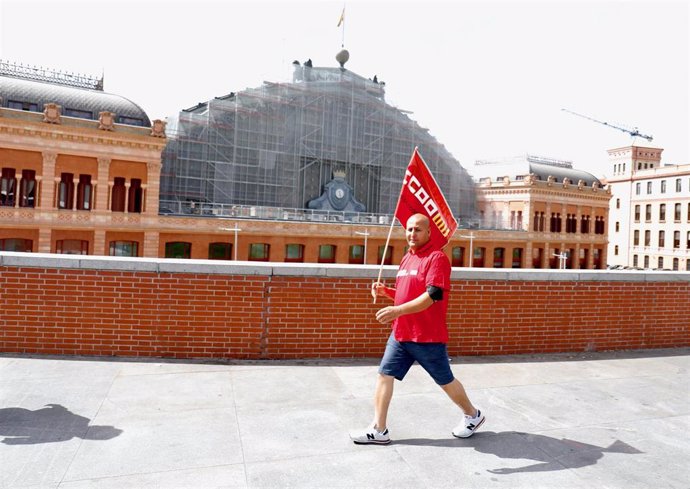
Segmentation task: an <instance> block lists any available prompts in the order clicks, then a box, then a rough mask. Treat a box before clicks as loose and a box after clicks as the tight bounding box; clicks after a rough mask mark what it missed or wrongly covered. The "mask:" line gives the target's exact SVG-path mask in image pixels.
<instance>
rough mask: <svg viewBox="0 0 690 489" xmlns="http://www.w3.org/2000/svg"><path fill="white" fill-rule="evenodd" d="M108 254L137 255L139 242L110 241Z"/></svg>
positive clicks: (135, 241)
mask: <svg viewBox="0 0 690 489" xmlns="http://www.w3.org/2000/svg"><path fill="white" fill-rule="evenodd" d="M110 256H139V243H138V242H136V241H111V242H110Z"/></svg>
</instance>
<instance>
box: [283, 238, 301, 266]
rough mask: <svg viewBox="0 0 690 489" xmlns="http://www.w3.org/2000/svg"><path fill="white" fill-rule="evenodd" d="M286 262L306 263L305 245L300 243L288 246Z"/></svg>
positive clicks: (286, 245) (286, 255)
mask: <svg viewBox="0 0 690 489" xmlns="http://www.w3.org/2000/svg"><path fill="white" fill-rule="evenodd" d="M285 261H286V262H293V263H302V262H303V261H304V245H303V244H299V243H290V244H286V245H285Z"/></svg>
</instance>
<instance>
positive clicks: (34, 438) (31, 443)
mask: <svg viewBox="0 0 690 489" xmlns="http://www.w3.org/2000/svg"><path fill="white" fill-rule="evenodd" d="M90 422H91V420H90V419H89V418H86V417H84V416H79V415H77V414H74V413H73V412H71V411H70V410H69V409H67V408H65V407H64V406H61V405H59V404H47V407H44V408H42V409H37V410H35V411H31V410H30V409H24V408H16V407H12V408H0V436H4V437H5V438H4V439H3V440H2V443H4V444H5V445H32V444H36V443H56V442H62V441H67V440H71V439H72V438H82V439H84V440H110V439H111V438H115V437H116V436H118V435H120V433H122V430H119V429H117V428H114V427H112V426H89V423H90Z"/></svg>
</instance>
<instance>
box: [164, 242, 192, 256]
mask: <svg viewBox="0 0 690 489" xmlns="http://www.w3.org/2000/svg"><path fill="white" fill-rule="evenodd" d="M165 257H166V258H191V257H192V243H186V242H183V241H171V242H170V243H165Z"/></svg>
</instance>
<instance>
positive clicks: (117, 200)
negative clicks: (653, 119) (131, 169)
mask: <svg viewBox="0 0 690 489" xmlns="http://www.w3.org/2000/svg"><path fill="white" fill-rule="evenodd" d="M125 192H126V189H125V179H124V178H123V177H115V181H114V183H113V191H112V194H111V197H110V210H111V211H113V212H124V211H125Z"/></svg>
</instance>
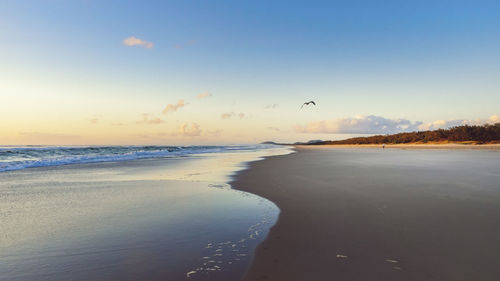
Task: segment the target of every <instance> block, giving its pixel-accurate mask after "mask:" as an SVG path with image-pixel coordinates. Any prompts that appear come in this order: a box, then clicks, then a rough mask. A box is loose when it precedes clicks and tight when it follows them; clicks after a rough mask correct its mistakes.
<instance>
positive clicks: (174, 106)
mask: <svg viewBox="0 0 500 281" xmlns="http://www.w3.org/2000/svg"><path fill="white" fill-rule="evenodd" d="M186 105H187V103H185V102H184V100H178V101H177V103H176V104H167V106H166V107H165V109H163V111H162V112H163V114H168V113H170V112H174V111H177V109H179V108H182V107H184V106H186Z"/></svg>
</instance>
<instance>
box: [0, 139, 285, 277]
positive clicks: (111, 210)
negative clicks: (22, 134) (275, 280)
mask: <svg viewBox="0 0 500 281" xmlns="http://www.w3.org/2000/svg"><path fill="white" fill-rule="evenodd" d="M289 153H293V151H292V150H291V149H290V148H289V147H284V146H275V145H263V144H259V145H230V146H57V147H54V146H2V147H0V280H2V281H3V280H12V281H16V280H18V281H31V280H37V281H41V280H75V281H76V280H153V281H154V280H220V281H224V280H239V279H241V278H242V276H243V274H244V273H245V271H246V269H247V268H248V266H249V264H250V262H251V260H252V257H253V252H254V250H255V248H256V247H257V245H258V244H259V243H260V242H261V241H262V240H263V239H265V237H266V235H267V233H268V231H269V228H270V227H272V225H274V223H275V222H276V220H277V217H278V214H279V209H278V208H277V207H276V206H275V205H274V204H273V203H272V202H270V201H268V200H266V199H264V198H261V197H258V196H256V195H253V194H250V193H246V192H242V191H238V190H235V189H233V188H232V187H231V185H230V182H231V180H232V178H233V177H234V175H235V174H236V173H238V172H239V171H241V170H243V169H246V168H248V166H249V165H250V163H251V162H253V161H259V160H262V159H263V158H264V157H268V156H276V155H285V154H289Z"/></svg>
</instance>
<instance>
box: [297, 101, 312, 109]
mask: <svg viewBox="0 0 500 281" xmlns="http://www.w3.org/2000/svg"><path fill="white" fill-rule="evenodd" d="M310 103H312V104H314V105H316V103H315V102H313V101H308V102H305V103H304V104H302V106H301V107H300V108H302V107H304V105H309V104H310Z"/></svg>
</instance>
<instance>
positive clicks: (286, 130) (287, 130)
mask: <svg viewBox="0 0 500 281" xmlns="http://www.w3.org/2000/svg"><path fill="white" fill-rule="evenodd" d="M266 129H268V130H269V131H274V132H278V133H286V132H289V130H282V129H280V128H278V127H267V128H266Z"/></svg>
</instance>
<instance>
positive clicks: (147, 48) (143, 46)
mask: <svg viewBox="0 0 500 281" xmlns="http://www.w3.org/2000/svg"><path fill="white" fill-rule="evenodd" d="M123 45H125V46H129V47H133V46H141V47H144V48H146V49H151V48H153V45H154V44H153V42H149V41H146V40H142V39H139V38H137V37H134V36H130V37H128V38H125V39H124V40H123Z"/></svg>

□ □ □ □

● **Description of the task**
How many lines in the records hold the string "after"? Reply with the number only.

● **Solution for this exercise**
2